• WRITTEN TASK: Repeat the material exactly as it appears.

• DATA FOR THE TASK:

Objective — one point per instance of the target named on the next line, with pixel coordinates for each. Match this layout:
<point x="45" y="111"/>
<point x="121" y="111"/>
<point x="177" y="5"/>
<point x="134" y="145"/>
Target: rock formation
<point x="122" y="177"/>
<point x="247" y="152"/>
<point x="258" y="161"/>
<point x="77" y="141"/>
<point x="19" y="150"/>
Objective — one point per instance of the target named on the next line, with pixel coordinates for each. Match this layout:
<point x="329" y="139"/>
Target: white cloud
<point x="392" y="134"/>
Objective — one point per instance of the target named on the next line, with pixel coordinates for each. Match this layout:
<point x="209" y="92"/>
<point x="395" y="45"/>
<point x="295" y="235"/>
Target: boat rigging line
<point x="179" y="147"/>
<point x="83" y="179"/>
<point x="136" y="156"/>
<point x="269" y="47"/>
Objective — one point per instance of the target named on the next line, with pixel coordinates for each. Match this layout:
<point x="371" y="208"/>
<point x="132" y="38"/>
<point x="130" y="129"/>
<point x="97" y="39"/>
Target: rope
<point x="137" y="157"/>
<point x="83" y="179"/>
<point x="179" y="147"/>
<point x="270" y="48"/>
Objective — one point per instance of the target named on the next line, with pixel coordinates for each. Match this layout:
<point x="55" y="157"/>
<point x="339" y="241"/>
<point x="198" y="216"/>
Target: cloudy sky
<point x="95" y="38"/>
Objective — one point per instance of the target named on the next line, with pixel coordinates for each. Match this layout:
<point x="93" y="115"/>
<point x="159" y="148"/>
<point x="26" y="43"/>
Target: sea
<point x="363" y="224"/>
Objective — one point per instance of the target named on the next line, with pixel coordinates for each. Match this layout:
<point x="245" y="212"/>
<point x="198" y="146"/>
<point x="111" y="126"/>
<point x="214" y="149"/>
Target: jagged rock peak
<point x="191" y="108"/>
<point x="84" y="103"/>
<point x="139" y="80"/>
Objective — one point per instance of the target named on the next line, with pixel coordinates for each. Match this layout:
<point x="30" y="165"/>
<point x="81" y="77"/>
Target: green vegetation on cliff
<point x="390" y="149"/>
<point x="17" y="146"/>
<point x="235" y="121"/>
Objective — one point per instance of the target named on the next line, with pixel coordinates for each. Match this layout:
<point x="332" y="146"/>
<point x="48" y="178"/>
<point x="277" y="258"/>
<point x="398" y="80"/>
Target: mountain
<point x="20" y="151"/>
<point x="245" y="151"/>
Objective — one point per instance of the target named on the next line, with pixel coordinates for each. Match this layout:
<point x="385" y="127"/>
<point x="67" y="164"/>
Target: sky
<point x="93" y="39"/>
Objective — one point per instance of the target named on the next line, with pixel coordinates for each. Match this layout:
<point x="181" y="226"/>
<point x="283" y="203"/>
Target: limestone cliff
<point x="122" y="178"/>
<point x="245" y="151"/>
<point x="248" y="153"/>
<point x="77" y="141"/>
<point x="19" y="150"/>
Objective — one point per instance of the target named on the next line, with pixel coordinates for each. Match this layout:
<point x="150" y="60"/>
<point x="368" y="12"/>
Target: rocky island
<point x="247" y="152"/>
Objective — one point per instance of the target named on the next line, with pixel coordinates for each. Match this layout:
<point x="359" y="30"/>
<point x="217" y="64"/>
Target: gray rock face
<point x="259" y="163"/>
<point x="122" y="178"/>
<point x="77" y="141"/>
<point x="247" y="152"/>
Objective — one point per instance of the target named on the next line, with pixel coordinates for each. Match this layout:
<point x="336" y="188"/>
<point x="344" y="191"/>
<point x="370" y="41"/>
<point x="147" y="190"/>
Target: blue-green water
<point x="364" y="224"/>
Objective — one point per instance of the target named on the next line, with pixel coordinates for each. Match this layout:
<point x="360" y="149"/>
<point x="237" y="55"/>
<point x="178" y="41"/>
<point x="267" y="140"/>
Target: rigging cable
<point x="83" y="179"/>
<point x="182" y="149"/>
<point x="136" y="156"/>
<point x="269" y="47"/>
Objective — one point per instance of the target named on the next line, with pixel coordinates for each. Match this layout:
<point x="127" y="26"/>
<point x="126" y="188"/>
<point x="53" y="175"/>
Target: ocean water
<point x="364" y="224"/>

• WORKED SOLUTION:
Objective — one point per instance of the target named on the next line, with pixel coordinates for each. Match this layout:
<point x="45" y="111"/>
<point x="121" y="111"/>
<point x="177" y="5"/>
<point x="134" y="145"/>
Target: rock formation
<point x="122" y="177"/>
<point x="247" y="152"/>
<point x="258" y="161"/>
<point x="77" y="141"/>
<point x="19" y="150"/>
Objective — one point per instance of the target named on the next line, with pixel coordinates for each. Match this layout:
<point x="329" y="139"/>
Target: white cloud
<point x="392" y="134"/>
Objective — one point per instance of the target named on the next line, with pixel coordinates for each. Match this layout:
<point x="209" y="92"/>
<point x="395" y="45"/>
<point x="295" y="235"/>
Target: boat rigging line
<point x="179" y="147"/>
<point x="83" y="179"/>
<point x="136" y="156"/>
<point x="269" y="47"/>
Objective — one point per instance of the target named on the next line, with pixel coordinates for each. Match this layout:
<point x="371" y="208"/>
<point x="132" y="38"/>
<point x="130" y="129"/>
<point x="97" y="39"/>
Target: rope
<point x="137" y="157"/>
<point x="83" y="179"/>
<point x="179" y="147"/>
<point x="270" y="48"/>
Objective — one point per instance of the target named on the next line, with pixel coordinates for each. Match this layout:
<point x="55" y="157"/>
<point x="339" y="241"/>
<point x="198" y="216"/>
Target: cloudy sky
<point x="95" y="38"/>
Objective — one point per instance of the target named on the next line, with pixel coordinates for each. Match this layout:
<point x="93" y="115"/>
<point x="159" y="148"/>
<point x="26" y="43"/>
Target: sea
<point x="363" y="224"/>
Objective — one point per instance of the target named on the next line, with pixel coordinates for each. Match this layout:
<point x="245" y="212"/>
<point x="198" y="146"/>
<point x="111" y="126"/>
<point x="214" y="149"/>
Target: jagged rock peak
<point x="191" y="108"/>
<point x="84" y="103"/>
<point x="139" y="80"/>
Objective — one point per instance of the target named on the next line, with pixel coordinates for each. Match this layout:
<point x="30" y="165"/>
<point x="81" y="77"/>
Target: green vegetation on cliff
<point x="390" y="149"/>
<point x="17" y="146"/>
<point x="235" y="121"/>
Objective — one point per instance of the target named on the next line, with pixel coordinates for each. Match this layout:
<point x="332" y="146"/>
<point x="48" y="178"/>
<point x="277" y="258"/>
<point x="398" y="80"/>
Target: mountain
<point x="20" y="151"/>
<point x="245" y="151"/>
Objective — one point per instance of the target named on the next line, with pixel coordinates for each. Match this layout:
<point x="385" y="127"/>
<point x="67" y="164"/>
Target: sky
<point x="93" y="39"/>
Objective — one point per instance of the target named on the next line, with pixel coordinates for each. Match this layout:
<point x="181" y="226"/>
<point x="283" y="203"/>
Target: limestone cliff
<point x="122" y="178"/>
<point x="245" y="151"/>
<point x="248" y="153"/>
<point x="77" y="141"/>
<point x="19" y="150"/>
Objective — one point per instance of the target named on the next line, with pixel coordinates for each. Match this layout:
<point x="150" y="60"/>
<point x="368" y="12"/>
Target: rocky island
<point x="247" y="152"/>
Objective — one point per instance of the target named on the next line, with pixel coordinates for each. Match this layout:
<point x="359" y="30"/>
<point x="217" y="64"/>
Target: gray rock face
<point x="259" y="163"/>
<point x="122" y="178"/>
<point x="77" y="141"/>
<point x="247" y="152"/>
Objective — one point per instance of the target named on the next line, with pixel coordinates for each. Match this layout:
<point x="336" y="188"/>
<point x="344" y="191"/>
<point x="370" y="41"/>
<point x="147" y="190"/>
Target: blue-green water
<point x="364" y="224"/>
Objective — one point per instance of the target named on the next line, with pixel coordinates for each. Match this layout:
<point x="360" y="149"/>
<point x="237" y="55"/>
<point x="178" y="41"/>
<point x="267" y="140"/>
Target: rigging cable
<point x="83" y="179"/>
<point x="182" y="149"/>
<point x="136" y="156"/>
<point x="269" y="47"/>
Objective — one point per instance of the target named on the next line, with pixel coordinates for each. Match this layout:
<point x="127" y="26"/>
<point x="126" y="188"/>
<point x="53" y="175"/>
Target: ocean water
<point x="364" y="224"/>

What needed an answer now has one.